Start of Supplied passage

Megabar pressures as a scientific tool. Superconductivity in elements and polymeric nitrogen
Dr. Mikhail Eremets (MPI für Chemie, Mainz)

Under pressure, interatomic distances in materials decrease and the electronic bandwidths increase, eventually leading to metallization of all materials at sufficiently strong compression. We will present experiments on transformation of some elements: boron, lithium, oxygen, xenon and related compounds to metals and superconductors at megabar pressures up to 300 GPa (3 millions atmospheres). Hydrogen, the simplest of the elements, might be high temperature superconductor (Tc~200 K), if it’s compressed into a very dense solid form at pressures of ~400 GPa. However it remains insulator up to accessible pressures of 250 GPa. To circumvent the problem of achieving ultimate pressures we compressed hydrogen-rich molecules (hydrides) and reached the necessary density of hydrogen at much lower pressure due to “chemical precompression”. We found super-conductivity in silane SiH4.
Nitrogen prior metallization represents a unique way of transformation – from the molecular triple bonded N N solid to a polymeric structure in which each atom is bonded to three nearest neighbours by single covalent bonds. This is a high energy density material (HEDM), because nitrogen exhibits a uniquely large difference in energy between the 1/3 triple and the single bond. Mailhiot et al proposed that the covalent polymeric lattice should have an unusual cubic gauche (cg-N) structure. We have synthesized atomic single-bonded nitrogen with the cg-N structure at high pressure ~110 GPa and high temperature ~2000 K at the laser heating. This energetic material might be also superhard substance.
We will give a short introduction to the high pressure technique with diamond anvil cells and a brief presentation of available optical, X-ray diffraction, electrical techniques, and also some properties of diamond - the strongest material – at megabar pressures.

End of Supplied passage
Start of Record extracts

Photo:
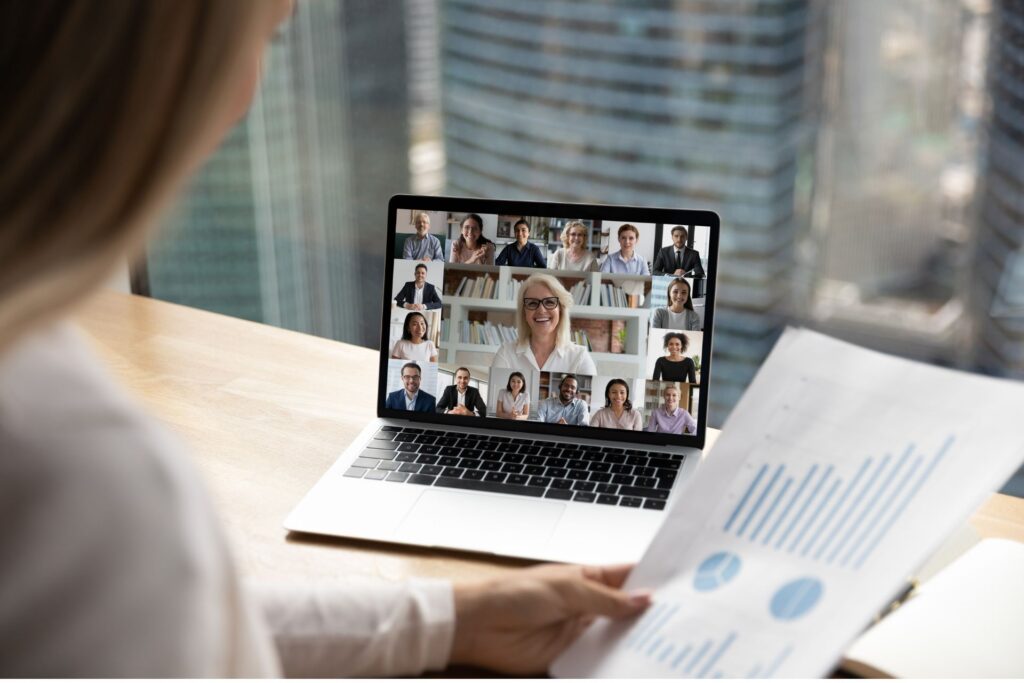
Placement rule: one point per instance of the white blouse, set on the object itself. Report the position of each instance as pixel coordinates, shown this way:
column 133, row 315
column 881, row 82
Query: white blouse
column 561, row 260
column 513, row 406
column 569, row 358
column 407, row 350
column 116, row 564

End of Record extracts
Start of Record extracts

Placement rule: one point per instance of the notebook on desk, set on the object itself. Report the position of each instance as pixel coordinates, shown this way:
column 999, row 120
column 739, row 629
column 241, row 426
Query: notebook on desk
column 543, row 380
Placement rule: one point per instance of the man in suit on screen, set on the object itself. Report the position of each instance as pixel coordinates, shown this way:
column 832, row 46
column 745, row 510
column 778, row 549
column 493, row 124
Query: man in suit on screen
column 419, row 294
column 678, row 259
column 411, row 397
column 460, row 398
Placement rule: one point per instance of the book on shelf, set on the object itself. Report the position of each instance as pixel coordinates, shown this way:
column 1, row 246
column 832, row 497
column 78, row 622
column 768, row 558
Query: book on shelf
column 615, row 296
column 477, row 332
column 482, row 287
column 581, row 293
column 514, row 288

End of Record extracts

== Instructions to follow ==
Answer the following questions using the abstract on megabar pressures above.
1. Up to what accessible pressure does hydrogen remain an insulator?
2. At what pressure and temperature was atomic single-bonded nitrogen with the cg-N structure synthesized?
3. Which material does the abstract call the strongest?

== Written response ==
1. 250 GPa
2. About 110 GPa and about 2000 K
3. Diamond